### EXERCISE INPUT ###
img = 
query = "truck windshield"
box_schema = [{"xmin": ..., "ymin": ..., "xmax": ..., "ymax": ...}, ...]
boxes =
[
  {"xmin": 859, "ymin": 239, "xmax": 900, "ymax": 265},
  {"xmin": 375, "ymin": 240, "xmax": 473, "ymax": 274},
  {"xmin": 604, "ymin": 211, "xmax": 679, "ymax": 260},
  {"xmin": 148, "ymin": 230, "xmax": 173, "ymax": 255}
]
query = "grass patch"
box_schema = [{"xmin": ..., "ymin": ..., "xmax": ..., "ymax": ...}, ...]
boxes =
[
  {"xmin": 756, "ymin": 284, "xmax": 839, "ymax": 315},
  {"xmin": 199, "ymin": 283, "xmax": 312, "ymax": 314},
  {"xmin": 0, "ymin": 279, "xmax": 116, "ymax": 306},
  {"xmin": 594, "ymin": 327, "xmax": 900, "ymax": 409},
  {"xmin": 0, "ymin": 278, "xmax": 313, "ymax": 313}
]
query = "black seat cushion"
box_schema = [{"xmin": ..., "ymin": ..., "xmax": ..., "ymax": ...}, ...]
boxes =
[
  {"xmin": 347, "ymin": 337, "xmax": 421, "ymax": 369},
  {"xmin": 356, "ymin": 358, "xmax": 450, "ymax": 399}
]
###
Count how many lines in the data contain the word "query". Reply with that number only.

__TASK OUTPUT__: 3